_DATA RECORDS_.
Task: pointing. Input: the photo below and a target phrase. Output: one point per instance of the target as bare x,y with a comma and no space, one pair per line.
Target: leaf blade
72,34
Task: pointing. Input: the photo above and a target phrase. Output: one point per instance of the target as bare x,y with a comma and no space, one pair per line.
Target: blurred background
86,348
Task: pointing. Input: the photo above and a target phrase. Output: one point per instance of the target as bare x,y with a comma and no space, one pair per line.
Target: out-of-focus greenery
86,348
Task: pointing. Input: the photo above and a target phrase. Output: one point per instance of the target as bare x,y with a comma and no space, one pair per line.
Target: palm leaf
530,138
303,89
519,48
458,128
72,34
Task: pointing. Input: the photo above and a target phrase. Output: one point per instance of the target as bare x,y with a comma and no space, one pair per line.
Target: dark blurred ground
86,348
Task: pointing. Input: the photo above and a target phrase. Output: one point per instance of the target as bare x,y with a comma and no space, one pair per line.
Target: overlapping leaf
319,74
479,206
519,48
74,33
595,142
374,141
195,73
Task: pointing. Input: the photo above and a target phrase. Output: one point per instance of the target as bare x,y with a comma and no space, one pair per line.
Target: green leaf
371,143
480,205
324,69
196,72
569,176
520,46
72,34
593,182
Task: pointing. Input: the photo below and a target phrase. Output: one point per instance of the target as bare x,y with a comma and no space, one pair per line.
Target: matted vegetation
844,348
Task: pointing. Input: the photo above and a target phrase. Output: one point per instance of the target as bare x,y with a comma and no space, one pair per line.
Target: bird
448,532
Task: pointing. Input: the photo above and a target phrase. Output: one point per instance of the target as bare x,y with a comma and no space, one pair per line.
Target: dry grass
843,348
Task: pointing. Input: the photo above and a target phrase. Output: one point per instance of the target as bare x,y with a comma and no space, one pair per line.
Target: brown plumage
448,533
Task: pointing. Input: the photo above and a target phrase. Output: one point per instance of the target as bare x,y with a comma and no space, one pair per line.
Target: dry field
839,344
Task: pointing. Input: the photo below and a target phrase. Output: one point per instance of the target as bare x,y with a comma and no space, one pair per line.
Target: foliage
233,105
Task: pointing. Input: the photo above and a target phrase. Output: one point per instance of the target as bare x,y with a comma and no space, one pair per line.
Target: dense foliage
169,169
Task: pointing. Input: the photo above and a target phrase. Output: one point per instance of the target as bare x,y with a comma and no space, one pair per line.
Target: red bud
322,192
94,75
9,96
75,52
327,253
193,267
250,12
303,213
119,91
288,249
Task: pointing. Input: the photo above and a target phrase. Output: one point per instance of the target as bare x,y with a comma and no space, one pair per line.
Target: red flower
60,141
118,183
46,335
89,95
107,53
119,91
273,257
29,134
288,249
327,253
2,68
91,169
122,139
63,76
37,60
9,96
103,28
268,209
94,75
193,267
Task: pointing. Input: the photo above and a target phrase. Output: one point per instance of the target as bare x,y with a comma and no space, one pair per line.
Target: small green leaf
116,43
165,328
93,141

_WORK INSTRUCTIONS_. Would you restate every record word for word?

_OUTPUT FOR THIS TASK_.
Task: pointing. Input: the photo below and a target phrase. Output: one point per instance of the target as bare x,y with a comma and no space, one pair per line.
Target: leaf blade
72,34
Task: pointing. Input: the photo above and a target phrase. Output: one point per instance of the target as bare x,y with a comma and no space, one pair per line.
Target: blurred background
86,348
Task: pointing. Input: the photo above and a target phrase. Output: one point per instance of the target as bare x,y with a comma and no space, one pair per line.
Target: out-of-focus greenery
86,348
Task: pointing. Input: the photo above and a target phrase. Output: one point per instance of the target as bare x,y with a comma and no space, one pair per line.
Target: palm leaf
530,138
303,89
519,48
458,128
72,34
Task: pointing. Input: the photo above and a target phrase. Output: one point per instance of the target as bare x,y with a comma and no space, one pair per line.
Target: dark blurred ground
86,348
Task: pointing. Input: the photo above and a target phrase. Output: one point per instance of the target as bare x,y with a comma and no space, one pair per line.
Target: overlapping leaf
319,74
479,206
519,48
74,33
595,142
374,141
195,73
Task: pointing. Input: the photo above and a target phrase. Output: one point per instance of the target as bare x,y with a comma and no space, one pair per line.
Target: green leaf
371,143
480,205
324,69
196,72
569,176
520,46
72,34
593,182
Task: pointing. Input: the photo below and a target phrase. Output: one point per instance of the target as bare x,y with a comma and no space, one pair per line.
Target: matted vegetation
844,348
Task: pointing. Input: the photo above and a target phrase. Output: one point per instance of the target as bare x,y with a comma and no space, one pair per line.
Target: bird
448,532
Task: pointing. Input: the photo above and a target phrase. Output: one point per instance of the target as bare x,y with a comma and no space, one pair per line.
Target: dry grass
843,348
Task: pointing. Input: the photo above and a target phrase. Output: one point per instance of the target as bare x,y with a comma and no space, one pair per line.
Target: brown plumage
448,533
Task: pointing. Input: the photo above and a target phrase. Output: one point per instance of the target as bare x,y with a comma and no space, one pair per line.
Target: dry field
839,344
Task: pointing. Input: the photo below and a target phrase. Output: one point per instance of the target as bare x,y with a comma and no space, one pair per line.
Target: foliage
233,105
Task: pointing. Input: the photo above and a target phrase. Output: one point per instance of the target as bare x,y with a comma and no space, one pair per line.
Target: dense foliage
169,169
Task: pointing. Input: the photo above and a target phrase. Output: one point per instance of the target as bare x,y with a comma and no space, one pair per line.
Target: red bud
322,192
94,75
9,96
75,52
327,253
193,267
250,12
303,213
119,91
288,249
Task: pointing. Input: the photo above and a target phrase. Output: one point per instance of the target as bare x,y with a comma and no space, one pair per line.
Target: red flower
60,141
118,183
46,335
89,95
107,53
119,91
273,257
29,134
288,249
327,253
2,68
91,169
122,139
63,76
37,60
9,96
103,28
268,209
94,75
193,267
Task: pointing. Input: the photo above and a target phrase. Output: one point per instance of the target as bare x,y with a comma and no space, one pair per line.
Target: small green leaf
116,43
165,328
93,141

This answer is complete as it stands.